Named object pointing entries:
= = =
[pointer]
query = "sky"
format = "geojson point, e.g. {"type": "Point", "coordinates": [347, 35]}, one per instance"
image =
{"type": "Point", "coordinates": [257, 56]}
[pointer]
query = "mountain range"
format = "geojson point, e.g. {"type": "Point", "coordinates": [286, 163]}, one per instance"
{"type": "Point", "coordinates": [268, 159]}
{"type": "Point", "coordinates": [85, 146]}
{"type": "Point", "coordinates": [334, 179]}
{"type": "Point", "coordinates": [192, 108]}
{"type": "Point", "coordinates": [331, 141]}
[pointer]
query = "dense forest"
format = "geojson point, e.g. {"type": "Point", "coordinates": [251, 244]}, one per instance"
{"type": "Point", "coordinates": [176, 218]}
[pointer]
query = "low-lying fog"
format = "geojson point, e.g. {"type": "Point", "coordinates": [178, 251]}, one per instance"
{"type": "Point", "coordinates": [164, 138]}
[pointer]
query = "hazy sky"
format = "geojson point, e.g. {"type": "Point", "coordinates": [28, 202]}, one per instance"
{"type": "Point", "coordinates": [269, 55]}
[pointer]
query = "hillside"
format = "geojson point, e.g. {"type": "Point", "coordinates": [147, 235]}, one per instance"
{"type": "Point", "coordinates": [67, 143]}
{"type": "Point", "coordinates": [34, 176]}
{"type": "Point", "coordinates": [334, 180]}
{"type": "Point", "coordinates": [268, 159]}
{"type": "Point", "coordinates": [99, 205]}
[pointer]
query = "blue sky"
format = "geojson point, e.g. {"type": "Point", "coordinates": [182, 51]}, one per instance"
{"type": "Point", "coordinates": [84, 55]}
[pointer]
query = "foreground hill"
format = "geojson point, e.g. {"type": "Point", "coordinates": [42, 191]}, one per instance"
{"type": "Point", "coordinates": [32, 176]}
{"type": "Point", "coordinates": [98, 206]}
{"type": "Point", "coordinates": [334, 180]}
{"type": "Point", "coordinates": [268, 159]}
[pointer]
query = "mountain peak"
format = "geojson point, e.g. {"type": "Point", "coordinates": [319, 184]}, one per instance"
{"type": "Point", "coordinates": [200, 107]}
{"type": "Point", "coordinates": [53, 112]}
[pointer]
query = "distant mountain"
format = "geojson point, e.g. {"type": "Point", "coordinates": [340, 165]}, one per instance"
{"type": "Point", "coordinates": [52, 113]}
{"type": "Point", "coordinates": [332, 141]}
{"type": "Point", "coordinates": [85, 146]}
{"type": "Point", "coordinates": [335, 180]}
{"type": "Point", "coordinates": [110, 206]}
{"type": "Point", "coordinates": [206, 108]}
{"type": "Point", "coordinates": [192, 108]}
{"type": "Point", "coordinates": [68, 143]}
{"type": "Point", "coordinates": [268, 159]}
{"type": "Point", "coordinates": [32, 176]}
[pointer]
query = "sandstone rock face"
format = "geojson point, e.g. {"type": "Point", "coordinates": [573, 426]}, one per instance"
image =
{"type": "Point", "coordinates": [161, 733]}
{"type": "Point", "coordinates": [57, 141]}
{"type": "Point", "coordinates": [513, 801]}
= = =
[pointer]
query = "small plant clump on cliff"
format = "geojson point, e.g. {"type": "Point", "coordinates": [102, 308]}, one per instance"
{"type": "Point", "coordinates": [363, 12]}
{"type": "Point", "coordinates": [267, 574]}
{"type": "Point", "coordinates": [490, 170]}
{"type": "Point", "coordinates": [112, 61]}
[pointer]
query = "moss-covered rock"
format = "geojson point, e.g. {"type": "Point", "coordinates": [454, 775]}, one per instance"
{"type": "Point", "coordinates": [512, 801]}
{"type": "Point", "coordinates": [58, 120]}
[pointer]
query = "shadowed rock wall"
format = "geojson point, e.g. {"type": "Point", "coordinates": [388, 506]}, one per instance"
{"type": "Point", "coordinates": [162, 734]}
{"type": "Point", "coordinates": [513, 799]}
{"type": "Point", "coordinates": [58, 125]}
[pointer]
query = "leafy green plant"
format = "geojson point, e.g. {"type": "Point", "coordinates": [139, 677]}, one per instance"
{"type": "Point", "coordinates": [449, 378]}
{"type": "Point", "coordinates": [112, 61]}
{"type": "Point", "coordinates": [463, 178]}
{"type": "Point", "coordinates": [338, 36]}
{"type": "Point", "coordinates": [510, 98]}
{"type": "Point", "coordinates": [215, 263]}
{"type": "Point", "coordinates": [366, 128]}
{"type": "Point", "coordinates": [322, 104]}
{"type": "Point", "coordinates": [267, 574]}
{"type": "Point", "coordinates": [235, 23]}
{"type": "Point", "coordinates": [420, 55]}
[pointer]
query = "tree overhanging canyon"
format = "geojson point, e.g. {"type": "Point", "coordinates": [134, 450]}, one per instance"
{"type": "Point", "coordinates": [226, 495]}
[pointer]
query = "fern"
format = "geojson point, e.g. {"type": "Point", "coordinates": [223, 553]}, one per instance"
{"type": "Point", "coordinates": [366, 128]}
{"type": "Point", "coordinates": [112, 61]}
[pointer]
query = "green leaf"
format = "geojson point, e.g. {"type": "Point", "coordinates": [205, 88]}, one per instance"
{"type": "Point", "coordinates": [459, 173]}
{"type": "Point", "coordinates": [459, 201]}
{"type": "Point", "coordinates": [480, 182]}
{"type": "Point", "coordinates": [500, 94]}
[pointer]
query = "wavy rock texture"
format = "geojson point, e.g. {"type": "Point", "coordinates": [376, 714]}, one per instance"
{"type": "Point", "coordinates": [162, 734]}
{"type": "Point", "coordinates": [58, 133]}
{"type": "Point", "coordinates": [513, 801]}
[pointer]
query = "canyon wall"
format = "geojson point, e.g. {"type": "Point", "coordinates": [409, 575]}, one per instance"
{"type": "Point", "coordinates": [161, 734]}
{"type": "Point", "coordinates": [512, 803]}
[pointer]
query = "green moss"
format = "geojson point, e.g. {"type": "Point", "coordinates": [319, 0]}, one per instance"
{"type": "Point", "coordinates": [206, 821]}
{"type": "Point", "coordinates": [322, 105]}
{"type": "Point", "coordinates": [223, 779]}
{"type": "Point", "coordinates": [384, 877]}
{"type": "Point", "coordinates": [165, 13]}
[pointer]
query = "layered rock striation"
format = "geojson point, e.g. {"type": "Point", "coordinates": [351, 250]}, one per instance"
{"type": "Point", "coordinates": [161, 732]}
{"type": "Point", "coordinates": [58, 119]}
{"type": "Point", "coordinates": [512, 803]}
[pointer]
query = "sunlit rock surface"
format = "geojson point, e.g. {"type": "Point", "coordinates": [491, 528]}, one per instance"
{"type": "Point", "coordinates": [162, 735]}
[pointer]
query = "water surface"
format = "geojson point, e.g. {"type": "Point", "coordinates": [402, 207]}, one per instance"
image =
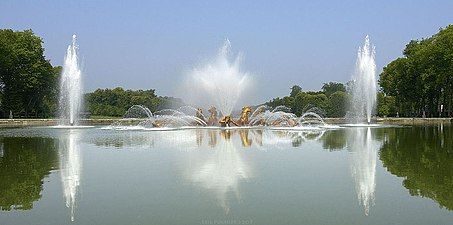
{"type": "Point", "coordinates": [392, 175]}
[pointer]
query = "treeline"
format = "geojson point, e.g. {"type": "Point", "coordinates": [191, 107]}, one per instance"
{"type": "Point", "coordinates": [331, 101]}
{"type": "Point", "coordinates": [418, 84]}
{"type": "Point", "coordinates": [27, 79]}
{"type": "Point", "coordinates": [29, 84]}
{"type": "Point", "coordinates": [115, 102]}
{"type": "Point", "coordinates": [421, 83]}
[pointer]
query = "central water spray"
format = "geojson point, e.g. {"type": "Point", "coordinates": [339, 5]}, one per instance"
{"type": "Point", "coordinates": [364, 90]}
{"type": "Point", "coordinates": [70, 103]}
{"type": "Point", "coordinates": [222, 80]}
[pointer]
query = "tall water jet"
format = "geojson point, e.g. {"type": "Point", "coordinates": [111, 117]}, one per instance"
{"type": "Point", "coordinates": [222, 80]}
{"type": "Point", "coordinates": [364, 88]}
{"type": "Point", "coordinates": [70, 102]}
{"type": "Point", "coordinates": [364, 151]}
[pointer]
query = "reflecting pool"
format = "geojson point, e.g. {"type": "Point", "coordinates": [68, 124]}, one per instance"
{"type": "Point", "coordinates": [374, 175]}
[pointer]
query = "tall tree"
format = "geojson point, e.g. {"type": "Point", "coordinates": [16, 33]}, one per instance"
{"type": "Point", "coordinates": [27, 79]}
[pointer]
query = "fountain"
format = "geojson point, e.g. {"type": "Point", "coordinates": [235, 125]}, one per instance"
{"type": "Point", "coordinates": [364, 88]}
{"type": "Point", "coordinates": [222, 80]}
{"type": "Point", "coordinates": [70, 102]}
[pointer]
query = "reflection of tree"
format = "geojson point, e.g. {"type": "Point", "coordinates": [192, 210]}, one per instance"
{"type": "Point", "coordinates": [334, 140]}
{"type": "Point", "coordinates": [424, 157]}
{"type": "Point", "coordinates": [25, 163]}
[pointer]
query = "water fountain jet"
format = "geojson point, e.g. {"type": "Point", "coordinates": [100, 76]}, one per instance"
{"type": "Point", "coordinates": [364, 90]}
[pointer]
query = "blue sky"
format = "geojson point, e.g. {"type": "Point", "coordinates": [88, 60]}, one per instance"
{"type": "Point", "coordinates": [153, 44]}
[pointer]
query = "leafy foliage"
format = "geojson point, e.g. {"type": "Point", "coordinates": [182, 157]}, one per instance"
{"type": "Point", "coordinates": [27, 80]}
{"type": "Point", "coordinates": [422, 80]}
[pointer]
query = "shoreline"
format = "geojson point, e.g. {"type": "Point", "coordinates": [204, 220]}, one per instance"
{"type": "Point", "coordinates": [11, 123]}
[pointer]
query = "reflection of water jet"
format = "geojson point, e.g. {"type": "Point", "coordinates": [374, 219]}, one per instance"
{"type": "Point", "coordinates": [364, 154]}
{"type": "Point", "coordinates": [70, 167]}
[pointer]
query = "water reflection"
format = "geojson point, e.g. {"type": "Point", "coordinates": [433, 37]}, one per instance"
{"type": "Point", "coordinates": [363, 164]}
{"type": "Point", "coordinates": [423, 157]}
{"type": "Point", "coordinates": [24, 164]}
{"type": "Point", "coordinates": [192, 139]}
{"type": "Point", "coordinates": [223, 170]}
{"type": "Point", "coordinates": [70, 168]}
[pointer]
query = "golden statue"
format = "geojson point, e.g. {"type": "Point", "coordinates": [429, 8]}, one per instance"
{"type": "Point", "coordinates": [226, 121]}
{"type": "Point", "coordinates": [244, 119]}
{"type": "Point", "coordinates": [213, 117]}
= = =
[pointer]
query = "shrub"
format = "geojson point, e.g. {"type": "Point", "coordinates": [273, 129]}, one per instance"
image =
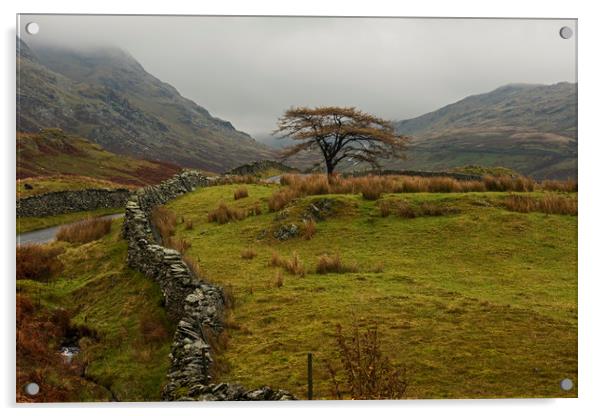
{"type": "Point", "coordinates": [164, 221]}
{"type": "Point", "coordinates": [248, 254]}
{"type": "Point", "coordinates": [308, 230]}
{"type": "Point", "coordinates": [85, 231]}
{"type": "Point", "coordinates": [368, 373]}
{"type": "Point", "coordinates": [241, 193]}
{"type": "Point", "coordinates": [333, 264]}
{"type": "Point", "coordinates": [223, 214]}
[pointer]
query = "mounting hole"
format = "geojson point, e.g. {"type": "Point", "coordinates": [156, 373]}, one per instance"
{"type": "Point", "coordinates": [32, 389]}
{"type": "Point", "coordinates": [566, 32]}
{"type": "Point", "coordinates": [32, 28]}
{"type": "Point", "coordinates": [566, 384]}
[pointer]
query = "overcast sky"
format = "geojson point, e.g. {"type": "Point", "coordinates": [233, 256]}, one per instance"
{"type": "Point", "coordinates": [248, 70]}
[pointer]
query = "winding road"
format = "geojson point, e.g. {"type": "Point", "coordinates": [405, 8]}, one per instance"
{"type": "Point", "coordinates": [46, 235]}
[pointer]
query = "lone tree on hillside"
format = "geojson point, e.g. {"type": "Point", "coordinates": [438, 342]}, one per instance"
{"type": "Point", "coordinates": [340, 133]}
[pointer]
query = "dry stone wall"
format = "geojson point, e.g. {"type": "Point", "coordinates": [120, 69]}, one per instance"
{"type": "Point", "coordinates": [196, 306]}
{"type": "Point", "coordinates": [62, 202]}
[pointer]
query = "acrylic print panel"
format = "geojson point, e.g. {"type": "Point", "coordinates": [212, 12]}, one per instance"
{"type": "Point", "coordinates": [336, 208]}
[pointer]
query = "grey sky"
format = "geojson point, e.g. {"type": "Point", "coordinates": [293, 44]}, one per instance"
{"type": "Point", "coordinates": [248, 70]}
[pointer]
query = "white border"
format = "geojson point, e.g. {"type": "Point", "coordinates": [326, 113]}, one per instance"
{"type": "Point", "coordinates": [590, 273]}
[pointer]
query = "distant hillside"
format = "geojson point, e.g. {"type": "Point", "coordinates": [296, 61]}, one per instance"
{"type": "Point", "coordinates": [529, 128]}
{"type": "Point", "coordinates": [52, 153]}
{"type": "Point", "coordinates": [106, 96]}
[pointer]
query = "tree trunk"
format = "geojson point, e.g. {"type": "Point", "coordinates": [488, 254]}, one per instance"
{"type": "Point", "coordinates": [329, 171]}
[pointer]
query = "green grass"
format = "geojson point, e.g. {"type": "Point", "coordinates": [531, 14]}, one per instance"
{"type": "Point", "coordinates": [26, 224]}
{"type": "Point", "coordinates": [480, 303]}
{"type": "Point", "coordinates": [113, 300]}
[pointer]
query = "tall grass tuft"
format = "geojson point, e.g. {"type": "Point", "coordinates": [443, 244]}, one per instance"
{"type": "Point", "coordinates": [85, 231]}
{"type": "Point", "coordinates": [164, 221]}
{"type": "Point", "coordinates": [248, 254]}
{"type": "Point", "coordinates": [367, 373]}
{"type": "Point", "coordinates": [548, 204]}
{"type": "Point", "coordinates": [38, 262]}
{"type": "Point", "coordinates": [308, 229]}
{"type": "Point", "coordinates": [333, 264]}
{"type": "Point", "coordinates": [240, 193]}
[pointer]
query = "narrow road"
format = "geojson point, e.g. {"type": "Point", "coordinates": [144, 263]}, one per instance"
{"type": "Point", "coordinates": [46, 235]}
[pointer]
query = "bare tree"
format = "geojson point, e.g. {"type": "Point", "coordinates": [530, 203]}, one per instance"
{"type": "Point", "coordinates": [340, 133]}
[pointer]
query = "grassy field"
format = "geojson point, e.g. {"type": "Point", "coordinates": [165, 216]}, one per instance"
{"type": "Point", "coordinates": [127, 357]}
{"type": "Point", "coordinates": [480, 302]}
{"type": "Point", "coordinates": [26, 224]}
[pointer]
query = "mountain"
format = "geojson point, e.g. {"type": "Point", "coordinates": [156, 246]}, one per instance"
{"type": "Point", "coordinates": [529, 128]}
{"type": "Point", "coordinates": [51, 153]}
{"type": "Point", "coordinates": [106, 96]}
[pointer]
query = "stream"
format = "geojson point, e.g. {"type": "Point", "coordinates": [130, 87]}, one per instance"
= = =
▸ **Directive**
Collect every line of the records above that contains the word "mountain", treating case as significant.

▸ **Answer to the task**
query = "mountain range"
query = "mountain peak"
query = "distant mountain"
query = "mountain"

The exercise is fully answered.